--- SOURCE EXTRACT Enclosed Below ---

In accelerator physics, a beamline refers to the trajectory of the beam of particles, including the overall construction of the path segment (guide tubes, diagnostic devices) along a specific path of an accelerator facility. This part is either
- the line in a linear accelerator along which a beam of particles travels, or
- the path leading from particle generator (e.g. a cyclic accelerator, synchrotron light sources, cyclotrons, or spallation sources) to the experimental end-station.

Beamlines usually end in experimental stations that utilize particle beams or synchrotron light obtained from a synchrotron, or neutrons from a spallation source or research reactor. Beamlines are used in experiments in particle physics, materials science, life science, chemistry, and molecular biology, but can also be used for irradiation tests or to produce isotopes.

--- End of Enclosed SOURCE EXTRACT ---
--- EXTRACTED RECORDS Enclosed Below ---

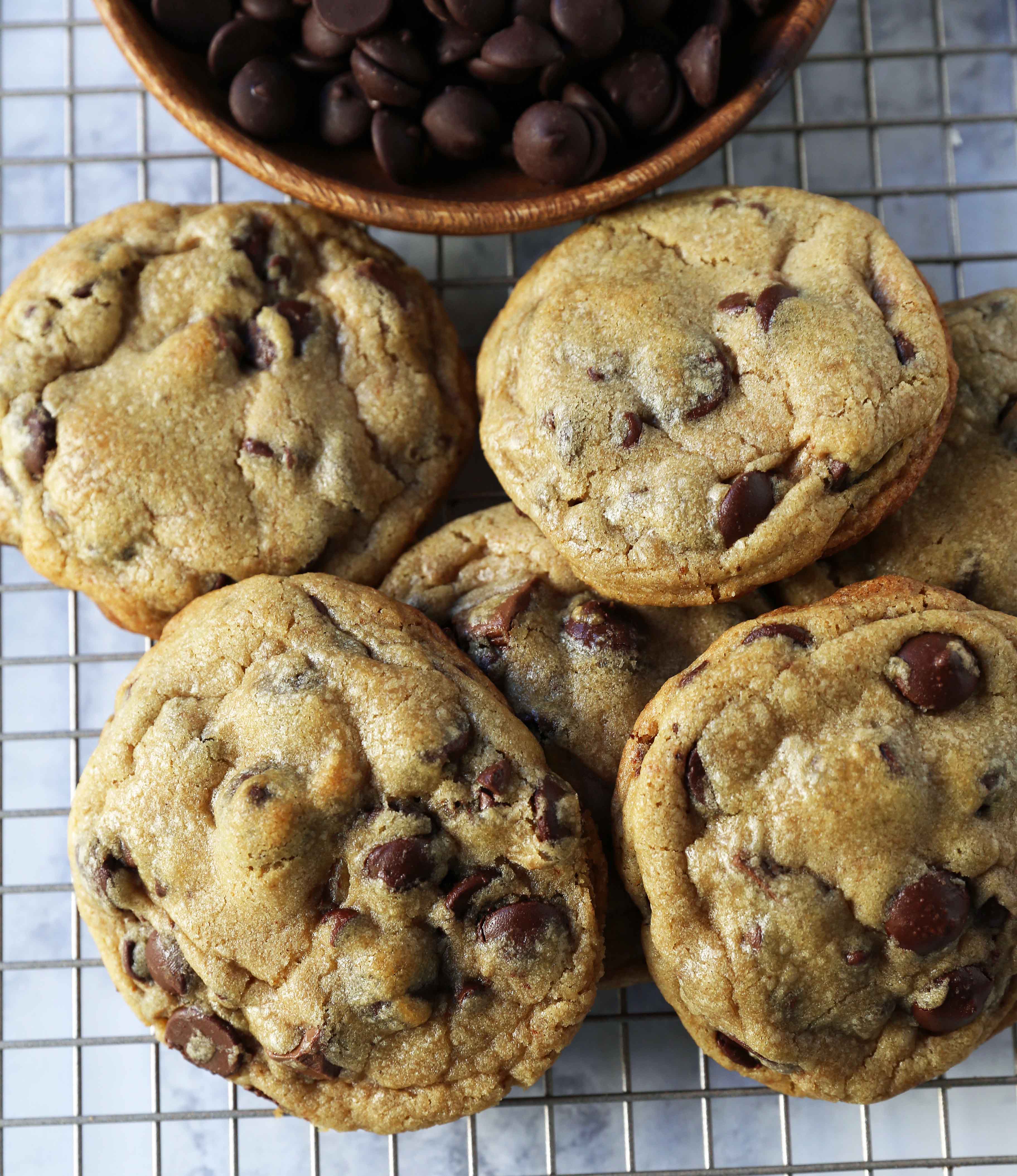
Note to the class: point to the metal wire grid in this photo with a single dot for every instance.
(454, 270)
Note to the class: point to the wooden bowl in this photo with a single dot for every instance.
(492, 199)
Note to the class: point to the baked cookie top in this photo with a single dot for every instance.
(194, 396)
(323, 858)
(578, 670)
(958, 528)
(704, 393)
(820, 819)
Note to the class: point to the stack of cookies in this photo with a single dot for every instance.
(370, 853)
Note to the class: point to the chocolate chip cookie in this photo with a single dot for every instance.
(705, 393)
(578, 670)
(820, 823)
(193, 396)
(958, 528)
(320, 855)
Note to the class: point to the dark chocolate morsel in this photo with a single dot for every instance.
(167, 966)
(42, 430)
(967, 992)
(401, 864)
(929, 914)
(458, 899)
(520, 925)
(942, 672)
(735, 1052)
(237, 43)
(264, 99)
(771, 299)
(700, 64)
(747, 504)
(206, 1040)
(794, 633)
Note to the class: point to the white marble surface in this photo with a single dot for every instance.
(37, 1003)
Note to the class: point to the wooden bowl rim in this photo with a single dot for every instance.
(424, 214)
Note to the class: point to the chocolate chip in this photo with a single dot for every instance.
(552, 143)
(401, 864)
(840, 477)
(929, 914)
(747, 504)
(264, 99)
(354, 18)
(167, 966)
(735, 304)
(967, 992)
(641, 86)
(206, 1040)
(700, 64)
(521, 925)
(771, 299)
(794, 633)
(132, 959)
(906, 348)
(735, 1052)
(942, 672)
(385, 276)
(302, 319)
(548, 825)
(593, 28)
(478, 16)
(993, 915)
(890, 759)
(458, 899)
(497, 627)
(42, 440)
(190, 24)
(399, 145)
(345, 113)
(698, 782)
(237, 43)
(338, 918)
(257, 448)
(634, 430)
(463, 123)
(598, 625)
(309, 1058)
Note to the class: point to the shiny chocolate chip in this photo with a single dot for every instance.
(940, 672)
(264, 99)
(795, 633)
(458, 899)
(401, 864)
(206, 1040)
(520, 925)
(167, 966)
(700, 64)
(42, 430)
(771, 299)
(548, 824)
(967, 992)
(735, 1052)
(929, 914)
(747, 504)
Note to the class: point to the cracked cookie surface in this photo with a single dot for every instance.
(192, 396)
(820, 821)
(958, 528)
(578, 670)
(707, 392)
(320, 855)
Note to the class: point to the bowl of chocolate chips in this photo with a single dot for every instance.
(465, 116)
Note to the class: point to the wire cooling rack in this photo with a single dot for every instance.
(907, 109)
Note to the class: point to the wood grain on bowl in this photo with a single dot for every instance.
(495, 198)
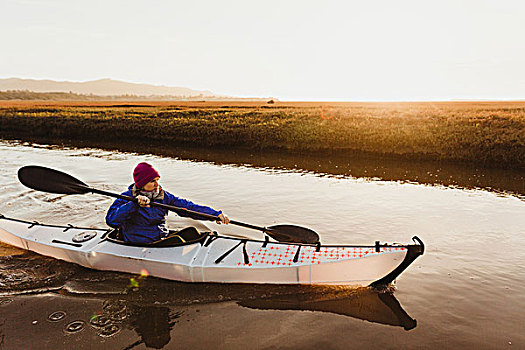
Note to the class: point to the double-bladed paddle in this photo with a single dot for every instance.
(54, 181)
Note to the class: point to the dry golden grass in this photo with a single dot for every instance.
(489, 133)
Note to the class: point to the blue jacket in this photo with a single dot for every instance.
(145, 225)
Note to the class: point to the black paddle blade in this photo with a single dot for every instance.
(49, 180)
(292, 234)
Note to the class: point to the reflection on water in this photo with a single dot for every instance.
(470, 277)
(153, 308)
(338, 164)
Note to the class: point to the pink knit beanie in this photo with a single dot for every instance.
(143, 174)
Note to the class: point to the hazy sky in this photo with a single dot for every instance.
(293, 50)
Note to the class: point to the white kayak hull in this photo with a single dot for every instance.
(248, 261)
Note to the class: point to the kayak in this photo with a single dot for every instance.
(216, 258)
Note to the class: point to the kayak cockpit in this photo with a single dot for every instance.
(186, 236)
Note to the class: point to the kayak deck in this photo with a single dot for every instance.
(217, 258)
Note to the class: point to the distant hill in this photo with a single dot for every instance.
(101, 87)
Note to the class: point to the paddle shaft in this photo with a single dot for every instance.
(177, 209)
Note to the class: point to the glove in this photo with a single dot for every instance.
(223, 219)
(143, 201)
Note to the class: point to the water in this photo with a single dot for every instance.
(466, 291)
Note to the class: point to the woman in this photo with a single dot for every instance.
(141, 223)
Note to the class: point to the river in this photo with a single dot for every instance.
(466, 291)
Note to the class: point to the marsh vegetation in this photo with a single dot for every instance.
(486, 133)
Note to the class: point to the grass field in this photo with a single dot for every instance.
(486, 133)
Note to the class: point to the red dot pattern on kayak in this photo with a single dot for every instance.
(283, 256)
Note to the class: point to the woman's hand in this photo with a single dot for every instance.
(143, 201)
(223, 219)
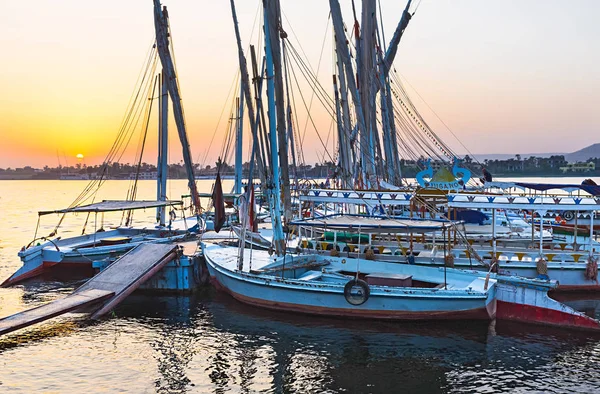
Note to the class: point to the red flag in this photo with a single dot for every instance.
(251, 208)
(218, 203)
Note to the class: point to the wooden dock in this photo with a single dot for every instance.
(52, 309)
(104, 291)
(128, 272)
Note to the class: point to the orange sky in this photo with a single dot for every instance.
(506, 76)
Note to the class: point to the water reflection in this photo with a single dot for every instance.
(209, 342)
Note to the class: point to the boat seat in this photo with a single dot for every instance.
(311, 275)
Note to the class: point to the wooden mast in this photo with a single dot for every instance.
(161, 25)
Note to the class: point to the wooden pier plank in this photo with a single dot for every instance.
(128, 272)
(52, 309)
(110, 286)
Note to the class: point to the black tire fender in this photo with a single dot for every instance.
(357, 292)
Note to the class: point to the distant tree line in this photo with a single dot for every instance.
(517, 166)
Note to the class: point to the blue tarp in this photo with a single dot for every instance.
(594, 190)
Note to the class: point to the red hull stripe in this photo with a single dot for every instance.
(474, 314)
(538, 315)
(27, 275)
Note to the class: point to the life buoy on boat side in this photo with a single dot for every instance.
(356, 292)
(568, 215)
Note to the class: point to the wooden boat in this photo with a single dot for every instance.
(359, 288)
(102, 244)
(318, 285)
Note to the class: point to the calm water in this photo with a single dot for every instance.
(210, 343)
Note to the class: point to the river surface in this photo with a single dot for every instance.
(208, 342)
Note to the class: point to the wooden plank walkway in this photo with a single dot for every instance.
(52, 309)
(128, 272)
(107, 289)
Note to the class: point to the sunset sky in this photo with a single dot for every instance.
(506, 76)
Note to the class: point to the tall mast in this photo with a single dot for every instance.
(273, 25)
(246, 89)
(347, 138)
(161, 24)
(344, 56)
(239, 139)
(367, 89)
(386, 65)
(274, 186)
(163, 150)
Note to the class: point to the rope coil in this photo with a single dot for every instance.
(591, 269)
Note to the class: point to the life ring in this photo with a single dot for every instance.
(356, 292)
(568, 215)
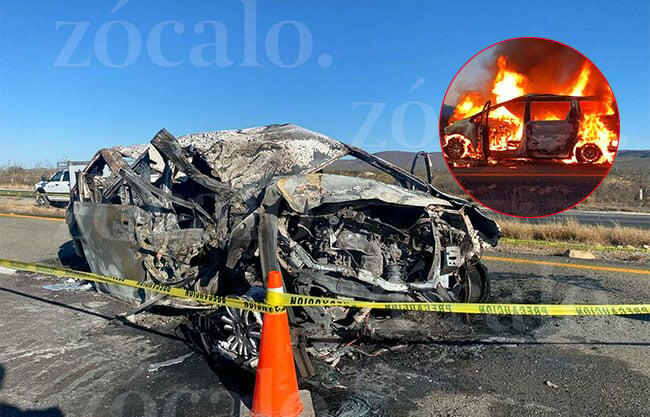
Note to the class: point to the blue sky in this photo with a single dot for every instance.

--- End of Enclosed EXTRACTED RECORDS ---

REQUIRED WORK:
1 – Revise the passage on beamlines starting with "In accelerator physics, a" and going on through "to produce isotopes.", putting "nuclear reactor" in place of "research reactor".
2 – According to the passage on beamlines, what uses besides experiments can beamlines have?
3 – Resume the passage on beamlines from where it stops.

TASK RESULTS:
1 –
In accelerator physics, a beamline refers to the trajectory of the beam of particles, including the overall construction of the path segment (guide tubes, diagnostic devices) along a specific path of an accelerator facility. This part is either
- the line in a linear accelerator along which a beam of particles travels, or
- the path leading from particle generator (e.g. a cyclic accelerator, synchrotron light sources, cyclotrons, or spallation sources) to the experimental end-station.

Beamlines usually end in experimental stations that utilize particle beams or synchrotron light obtained from a synchrotron, or neutrons from a spallation source or nuclear reactor. Beamlines are used in experiments in particle physics, materials science, life science, chemistry, and molecular biology, but can also be used for irradiation tests or to produce isotopes.

2 – They can be used for irradiation tests or to produce isotopes.

3 –
==Beamline in a particle accelerator==

In particle accelerators the beamline is usually housed in a tunnel and/or underground, cased inside a concrete housing for shielding purposes. The beamline is usually a cylindrical metal pipe, typically called a beam pipe, and/or a drift tube, evacuated to a high vacuum so there are few gas molecules in the path for the beam of accelerated particles to hit, which otherwise could scatter them before they reach their destination.

There are specialized devices and equipment on the beamline that are used for producing, maintaining, monitoring, and accelerating the particle beam. These devices may be in proximity of or attached directly to the beamline. These devices include sophisticated transducers, diagnostics (position monitors and wire scanners), lenses, collimators, thermocouples, ion pumps, ion gauges, ion chambers (for diagnostic purposes; usually called "beam monitors"), vacuum valves ("isolation valves"), and gate valves, to mention a few.

It is imperative to have all beamline sections, magnets, etc., aligned (often by a survey and an alignment crew by using a laser tracker), beamlines must be within micrometre tolerance. Good alignment helps to prevent beam loss, and beam from colliding with the pipe walls, which creates secondary emissions and/or radiation.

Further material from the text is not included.